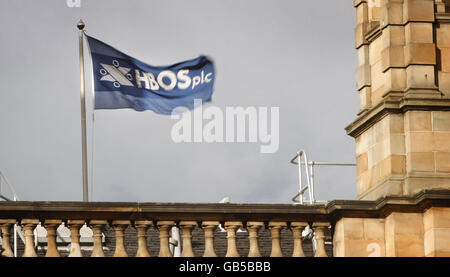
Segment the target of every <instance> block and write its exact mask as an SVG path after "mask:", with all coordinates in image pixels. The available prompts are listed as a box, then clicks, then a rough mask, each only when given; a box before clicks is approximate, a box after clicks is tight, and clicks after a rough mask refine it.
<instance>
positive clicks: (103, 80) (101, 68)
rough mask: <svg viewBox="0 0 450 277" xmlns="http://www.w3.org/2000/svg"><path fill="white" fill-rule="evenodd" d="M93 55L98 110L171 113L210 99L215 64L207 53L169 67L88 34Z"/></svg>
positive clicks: (96, 107) (96, 104)
mask: <svg viewBox="0 0 450 277" xmlns="http://www.w3.org/2000/svg"><path fill="white" fill-rule="evenodd" d="M86 37H87V39H88V43H89V49H90V51H91V56H92V64H93V71H94V72H93V73H94V87H95V88H94V89H95V109H122V108H130V109H134V110H137V111H144V110H152V111H154V112H155V113H158V114H171V113H172V110H173V109H174V108H176V107H178V106H184V107H187V108H188V109H193V108H194V99H201V100H202V102H203V103H205V102H208V101H210V100H211V95H212V93H213V86H214V78H215V72H214V64H213V62H212V61H211V60H210V59H208V58H207V57H206V56H200V57H198V58H196V59H192V60H189V61H184V62H180V63H177V64H174V65H169V66H151V65H148V64H145V63H143V62H141V61H139V60H137V59H135V58H133V57H130V56H128V55H126V54H124V53H122V52H120V51H119V50H117V49H115V48H113V47H111V46H109V45H107V44H105V43H103V42H101V41H99V40H97V39H95V38H93V37H90V36H87V35H86Z"/></svg>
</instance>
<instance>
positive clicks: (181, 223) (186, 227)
mask: <svg viewBox="0 0 450 277" xmlns="http://www.w3.org/2000/svg"><path fill="white" fill-rule="evenodd" d="M179 225H180V229H181V237H182V240H183V251H182V252H181V257H195V254H194V251H193V250H192V230H193V229H194V228H195V226H197V222H195V221H180V224H179Z"/></svg>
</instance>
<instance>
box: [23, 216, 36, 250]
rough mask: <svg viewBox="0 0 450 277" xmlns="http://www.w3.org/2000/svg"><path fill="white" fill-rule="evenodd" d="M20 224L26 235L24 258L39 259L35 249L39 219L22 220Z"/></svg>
mask: <svg viewBox="0 0 450 277" xmlns="http://www.w3.org/2000/svg"><path fill="white" fill-rule="evenodd" d="M20 224H21V225H22V228H23V230H24V233H25V250H24V252H23V255H22V257H37V254H36V250H35V249H34V233H33V231H34V229H35V228H36V226H37V225H38V224H39V220H38V219H22V220H21V222H20Z"/></svg>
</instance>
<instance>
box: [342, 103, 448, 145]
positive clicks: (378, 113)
mask: <svg viewBox="0 0 450 277" xmlns="http://www.w3.org/2000/svg"><path fill="white" fill-rule="evenodd" d="M409 110H432V111H436V110H446V111H448V110H450V98H443V97H440V98H423V97H417V98H415V97H413V96H408V97H403V98H401V99H400V100H390V99H386V100H384V101H382V102H380V103H379V104H377V105H376V106H375V107H372V108H371V109H369V110H367V111H366V112H364V113H362V114H360V115H359V116H358V117H357V118H356V119H355V120H354V121H353V122H352V123H350V124H349V125H348V126H347V127H345V130H346V131H347V134H348V135H350V136H352V137H357V136H358V135H360V134H361V133H362V132H364V131H365V130H367V129H368V128H370V127H371V126H372V125H373V124H375V123H376V122H378V121H380V120H381V119H382V118H383V117H385V116H386V115H387V114H391V113H405V112H406V111H409Z"/></svg>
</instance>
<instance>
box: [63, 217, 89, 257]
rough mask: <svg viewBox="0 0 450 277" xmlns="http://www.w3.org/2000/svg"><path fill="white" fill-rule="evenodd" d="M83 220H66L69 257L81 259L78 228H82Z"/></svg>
mask: <svg viewBox="0 0 450 277" xmlns="http://www.w3.org/2000/svg"><path fill="white" fill-rule="evenodd" d="M84 223H85V221H84V220H68V221H67V227H69V230H70V253H69V257H83V254H82V253H81V246H80V228H81V227H83V225H84Z"/></svg>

Exercise details | The entries above need to be output again in full, exactly, and without pictures.

Output of the task |
Segment the target of every <instance> block and write its exact mask as an SVG path after "mask:", with all coordinates in image pixels. The available prompts are listed as a box, then clicks, then a rough mask, each only when given; a box before clicks is approximate, a box after clicks is tight, and clicks after a rough mask refine it.
<instance>
positive clicks: (103, 80) (101, 68)
rough mask: <svg viewBox="0 0 450 277" xmlns="http://www.w3.org/2000/svg"><path fill="white" fill-rule="evenodd" d="M93 55L98 110L171 113L210 99L215 64L207 53L169 67L88 34Z"/></svg>
positive clicks: (96, 107) (96, 104)
mask: <svg viewBox="0 0 450 277" xmlns="http://www.w3.org/2000/svg"><path fill="white" fill-rule="evenodd" d="M86 37H87V39H88V43H89V49H90V51H91V56H92V64H93V71H94V72H93V73H94V87H95V88H94V89H95V109H122V108H130V109H134V110H137V111H144V110H152V111H154V112H155V113H158V114H171V113H172V110H173V109H174V108H176V107H178V106H184V107H187V108H188V109H193V108H194V99H201V100H202V102H203V103H205V102H208V101H210V100H211V95H212V93H213V86H214V78H215V72H214V64H213V62H212V61H211V60H210V59H208V58H207V57H206V56H200V57H198V58H196V59H192V60H189V61H184V62H180V63H177V64H174V65H169V66H151V65H148V64H145V63H143V62H141V61H139V60H137V59H135V58H133V57H130V56H128V55H126V54H124V53H122V52H120V51H119V50H117V49H115V48H113V47H111V46H109V45H107V44H105V43H103V42H101V41H99V40H97V39H95V38H93V37H90V36H87V35H86Z"/></svg>
</instance>
<instance>
positive clicks: (181, 223) (186, 227)
mask: <svg viewBox="0 0 450 277" xmlns="http://www.w3.org/2000/svg"><path fill="white" fill-rule="evenodd" d="M179 225H180V229H181V237H182V240H183V251H182V252H181V257H195V254H194V251H193V250H192V230H193V229H194V228H195V226H197V222H195V221H180V224H179Z"/></svg>
</instance>
<instance>
box: [23, 216, 36, 250]
rough mask: <svg viewBox="0 0 450 277" xmlns="http://www.w3.org/2000/svg"><path fill="white" fill-rule="evenodd" d="M20 224L26 235L24 258L39 259L35 249L39 219L22 220Z"/></svg>
mask: <svg viewBox="0 0 450 277" xmlns="http://www.w3.org/2000/svg"><path fill="white" fill-rule="evenodd" d="M20 224H21V225H22V228H23V230H24V233H25V250H24V252H23V255H22V257H37V254H36V250H35V249H34V233H33V231H34V229H35V228H36V226H37V225H38V224H39V220H38V219H22V220H21V222H20Z"/></svg>
</instance>
<instance>
box: [342, 103, 448, 145]
positive clicks: (378, 113)
mask: <svg viewBox="0 0 450 277" xmlns="http://www.w3.org/2000/svg"><path fill="white" fill-rule="evenodd" d="M409 110H432V111H436V110H446V111H448V110H450V98H443V97H440V98H423V97H417V98H415V97H413V96H408V97H403V98H401V99H400V100H390V99H386V100H384V101H382V102H380V103H379V104H377V105H376V106H375V107H372V108H371V109H369V110H367V111H366V112H364V113H362V114H360V115H359V116H358V117H357V118H356V119H355V120H354V121H353V122H352V123H350V124H349V125H348V126H347V127H345V130H346V131H347V134H348V135H350V136H352V137H357V136H358V135H360V134H361V133H362V132H364V131H365V130H367V129H368V128H370V127H371V126H372V125H373V124H375V123H376V122H378V121H380V120H381V119H382V118H383V117H385V116H386V115H387V114H391V113H405V112H406V111H409Z"/></svg>
</instance>
<instance>
box: [63, 217, 89, 257]
rough mask: <svg viewBox="0 0 450 277" xmlns="http://www.w3.org/2000/svg"><path fill="white" fill-rule="evenodd" d="M83 220H66L69 257L81 259L78 228H82Z"/></svg>
mask: <svg viewBox="0 0 450 277" xmlns="http://www.w3.org/2000/svg"><path fill="white" fill-rule="evenodd" d="M84 223H85V221H84V220H68V221H67V227H69V230H70V253H69V257H83V254H82V253H81V246H80V228H81V227H83V225H84Z"/></svg>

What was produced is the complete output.